**EXERCISE A:** Decide whether each statement agrees with the Riordan divorce appeal text below. Answer yes or no for each, quoting the words of the text that settle it. (i) The plaintiff filed her suit on June 2, 1971. (ii) The defendant moved to Lake County in May 1971. (iii) Mrs. Riordan earned $2700 from Royal Welcome in 1973.
**EXERCISE B:** In the Riordan divorce appeal text below, what were Mrs. Riordan's total yearly earnings?
**EXERCISE C:** Reproduce the part of the Riordan divorce appeal text below that begins at the words "Rehearing denied May" and ends after "Robert E. Riordan.".

**STUDY TEXT:**

┌──

APPEAL from the Circuit Court of Cook County; the Hon. EDWARD E. PLUSDRAK, Judge, presiding.


Rehearing denied May 12, 1977.

Appellant, Angela M. Riordan, appeals from a decree and supplemental decree for divorce entered by the circuit court of Cook County, whereby she was granted a divorce based upon grounds of desertion from appellee, Robert E. Riordan.

Plaintiff filed a suit for separate maintenance, or in the alternative for divorce, on June 2, 1971, alleging desertion on the part of defendant, such desertion commencing on May 5, 1971. Count 1, paragraph 1 of plaintiff's complaint alleged that defendant resided in the city of Chicago, County of Cook and State of Illinois. In his answer, defendant admitted the allegation of count 1, paragraph 1 of plaintiff's complaint. Defendant filed a countercomplaint on August 3, 1972, alleging Cook County residence. Plaintiff filed an answer denying his residence. At trial, defendant testified that he was living in Chicago at the time the suit was filed and he had lived in Chicago from May 1971 until December 1971 when he moved to Lake County. Mrs. Riordan testified that her husband deserted her in May 1971, but he had visited her since then and they had lived together as husband and wife. She further testified that he did not ultimately leave her until March 1972. The question of improper venue was raised in plaintiff's post-trial motion.

In her complaint, plaintiff requested alimony in installments or in gross. Furthermore, at trial, plaintiff's counsel made an argument for alimony in gross, as opposed to straight alimony, due to the facts that Mr. Riordan worked and lived in Brazil and that Mrs. Riordan testified that her husband inadequately supported her during the marriage.

Relating to the determination of alimony and child support, the following facts were elicited: Mrs. Riordan was employed part-time by Royal Welcome and in 1973 earned $2700. Besides her job earnings, she also had dividend income, interest income, and income from farm property in Kansas. Her total yearly earnings were approximately $6900. In addition to yearly income, Mrs. Riordan has substantial assets of her own valued at approximately $84,000 which include various types of shares of corporate stock, bank accounts, a certificate of deposit, and her interest in various parcels of real estate. The plaintiff has had no disabling medical problems since 1969 and the record shows that she has been able to work regularly over the last several years.

└──

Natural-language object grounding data
┌──

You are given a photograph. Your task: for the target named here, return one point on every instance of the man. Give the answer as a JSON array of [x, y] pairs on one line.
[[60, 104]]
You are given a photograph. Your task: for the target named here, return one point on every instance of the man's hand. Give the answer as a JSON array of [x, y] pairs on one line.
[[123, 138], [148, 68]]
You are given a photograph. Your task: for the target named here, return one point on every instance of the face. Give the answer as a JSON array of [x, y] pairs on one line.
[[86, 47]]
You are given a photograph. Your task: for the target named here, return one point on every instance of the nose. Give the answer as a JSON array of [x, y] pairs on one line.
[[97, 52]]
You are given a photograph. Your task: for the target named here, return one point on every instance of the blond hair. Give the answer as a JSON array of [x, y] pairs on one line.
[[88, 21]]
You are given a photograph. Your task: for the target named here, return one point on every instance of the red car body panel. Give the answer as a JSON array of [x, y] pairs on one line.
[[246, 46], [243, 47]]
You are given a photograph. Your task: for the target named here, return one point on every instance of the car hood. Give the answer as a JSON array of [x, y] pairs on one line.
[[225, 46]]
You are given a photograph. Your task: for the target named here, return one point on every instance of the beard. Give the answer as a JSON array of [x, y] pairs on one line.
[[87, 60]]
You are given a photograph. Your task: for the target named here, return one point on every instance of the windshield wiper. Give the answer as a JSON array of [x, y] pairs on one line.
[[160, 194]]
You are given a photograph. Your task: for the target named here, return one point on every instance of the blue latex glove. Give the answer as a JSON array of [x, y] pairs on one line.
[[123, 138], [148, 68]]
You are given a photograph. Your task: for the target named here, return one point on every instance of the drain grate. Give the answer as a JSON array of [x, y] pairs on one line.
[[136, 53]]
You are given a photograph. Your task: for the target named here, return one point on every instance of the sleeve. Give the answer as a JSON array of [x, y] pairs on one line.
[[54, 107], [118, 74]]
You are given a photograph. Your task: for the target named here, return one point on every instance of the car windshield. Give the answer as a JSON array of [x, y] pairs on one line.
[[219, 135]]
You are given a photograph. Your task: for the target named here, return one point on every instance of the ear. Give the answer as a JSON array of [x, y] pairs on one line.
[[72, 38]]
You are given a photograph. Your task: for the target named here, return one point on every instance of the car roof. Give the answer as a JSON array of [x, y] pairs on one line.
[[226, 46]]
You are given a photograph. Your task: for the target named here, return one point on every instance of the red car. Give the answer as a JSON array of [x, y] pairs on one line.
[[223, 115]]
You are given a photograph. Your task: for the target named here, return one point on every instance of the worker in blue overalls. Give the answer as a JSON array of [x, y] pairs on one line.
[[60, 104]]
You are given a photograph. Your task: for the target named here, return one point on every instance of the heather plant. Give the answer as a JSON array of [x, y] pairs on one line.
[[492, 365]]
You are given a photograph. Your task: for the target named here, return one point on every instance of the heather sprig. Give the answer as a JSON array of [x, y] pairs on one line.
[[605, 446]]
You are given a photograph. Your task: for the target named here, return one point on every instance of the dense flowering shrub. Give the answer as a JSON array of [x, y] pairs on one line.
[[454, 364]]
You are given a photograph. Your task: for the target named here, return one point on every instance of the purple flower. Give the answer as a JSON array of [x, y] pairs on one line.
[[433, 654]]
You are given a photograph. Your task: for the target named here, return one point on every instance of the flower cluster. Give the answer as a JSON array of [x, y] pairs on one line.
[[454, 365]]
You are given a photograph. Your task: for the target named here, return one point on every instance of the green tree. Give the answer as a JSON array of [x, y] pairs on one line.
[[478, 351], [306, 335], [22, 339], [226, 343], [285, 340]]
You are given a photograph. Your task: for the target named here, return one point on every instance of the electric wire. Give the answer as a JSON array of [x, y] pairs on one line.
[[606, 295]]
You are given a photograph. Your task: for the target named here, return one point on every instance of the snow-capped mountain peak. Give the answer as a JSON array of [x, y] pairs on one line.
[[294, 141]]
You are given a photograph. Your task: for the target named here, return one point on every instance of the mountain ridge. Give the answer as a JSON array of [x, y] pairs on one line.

└──

**RESPONSE AREA A:**
(i) Yes: "Plaintiff filed a suit for separate maintenance, or in the alternative for divorce, on June 2, 1971"
(ii) No: "he had lived in Chicago from May 1971 until December 1971 when he moved to Lake County"
(iii) Yes: "Mrs. Riordan was employed part-time by Royal Welcome and in 1973 earned $2700"

**RESPONSE AREA B:** Approximately $6900.

**RESPONSE AREA C:**
Rehearing denied May 12, 1977.

Appellant, Angela M. Riordan, appeals from a decree and supplemental decree for divorce entered by the circuit court of Cook County, whereby she was granted a divorce based upon grounds of desertion from appellee, Robert E. Riordan.